* **Opdracht 1**:
Geef de drie subdoelgroepen van jongeren die het paginafragment onderscheidt.
* **Opdracht 2**:
Hoe vaak vullen de jongeren volgens het paginafragment maximaal een vragenlijst in, en over hoeveel maanden?

* **Paginafragment**:
____________

Er is gekozen voor een tweeledige onderzoeksopzet. Enerzijds vullen 2000 jongeren in 16 maanden maximaal vier keer een vragenlijst in. Anderzijds houden jongerenwerkers over 30 jongeren een logboek bij, waarin ze beschrijven hoe deze jongeren zich binnen het jongerenwerk ontwikkelen. Daarnaast sparren ze met elkaar over hun manier van werken.
Drie subdoelgroepen
Die 2000 jongeren worden aangeleverd door de jongerenwerkaanbieders. Jongerenwerkers benaderen jongeren (10-22 jaar) die ze in hun dagelijks werk tegenkomen. Het gaat om drie subdoelgroepen: a) jongeren met wie het goed gaat en die naar het jongerenwerk komen voor vrijetijdsbesteding, b) jongeren met beginnende/lichte problemen en c) jongeren met zwaardere/meervoudige problemen. Judith Metz: ‘Die laatsten behoren doorgaans niet tot de doelgroep van jongerenwerk, maar komen er vaak wél mee in aanraking. Het jongerenwerk is immers de enige die werkt in de leefwereld van jongeren.’
Basale vaardigheden
De focus ligt op hoe jongerenwerk bijdraagt aan de psychosociale ontwikkeling van jongeren, aldus Judith Metz: ‘Het gaat om basale vaardigheden als voor jezelf kunnen opkomen, je inleven in een ander, emoties verwoorden. Verder kijken we naar hun zelfvertrouwen en probleemoplossend vermogen. Uit eerdere onderzoeken weten we dat het jongerenwerk daaraan kan bijdragen.’ Hoe groot die invloed is moet blijken uit de vragenlijsten die de jongeren vier keer gaan invullen.

____________

* **Invoergegevens**:
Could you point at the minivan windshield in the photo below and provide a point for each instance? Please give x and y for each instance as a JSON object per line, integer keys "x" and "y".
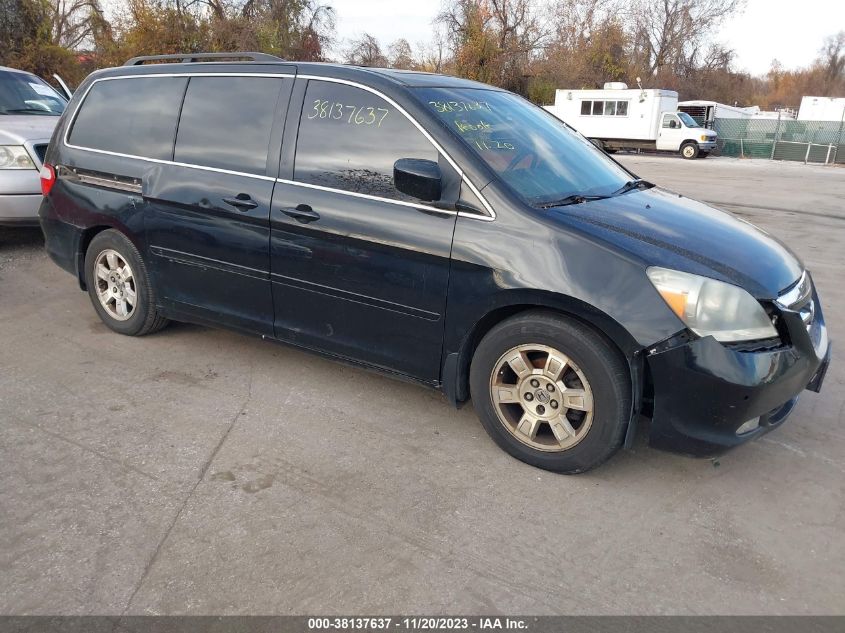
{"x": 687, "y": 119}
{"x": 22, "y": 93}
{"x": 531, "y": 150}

____________

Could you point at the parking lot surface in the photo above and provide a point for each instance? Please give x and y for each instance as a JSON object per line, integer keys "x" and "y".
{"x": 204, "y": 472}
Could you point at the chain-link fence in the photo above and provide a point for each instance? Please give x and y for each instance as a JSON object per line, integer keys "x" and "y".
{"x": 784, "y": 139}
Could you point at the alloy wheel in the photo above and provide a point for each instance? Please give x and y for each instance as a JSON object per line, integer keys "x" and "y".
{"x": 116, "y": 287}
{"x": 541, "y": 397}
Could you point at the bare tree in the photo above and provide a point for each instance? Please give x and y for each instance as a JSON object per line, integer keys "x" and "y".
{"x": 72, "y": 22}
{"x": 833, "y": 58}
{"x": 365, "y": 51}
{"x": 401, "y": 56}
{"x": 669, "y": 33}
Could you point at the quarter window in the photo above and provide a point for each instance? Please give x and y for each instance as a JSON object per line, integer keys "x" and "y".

____________

* **Antwoordvak 1**:
- Jongeren met wie het goed gaat en die naar het jongerenwerk komen voor vrijetijdsbesteding
- Jongeren met beginnende/lichte problemen
- Jongeren met zwaardere/meervoudige problemen

* **Antwoordvak 2**:
Maximaal vier keer in 16 maanden.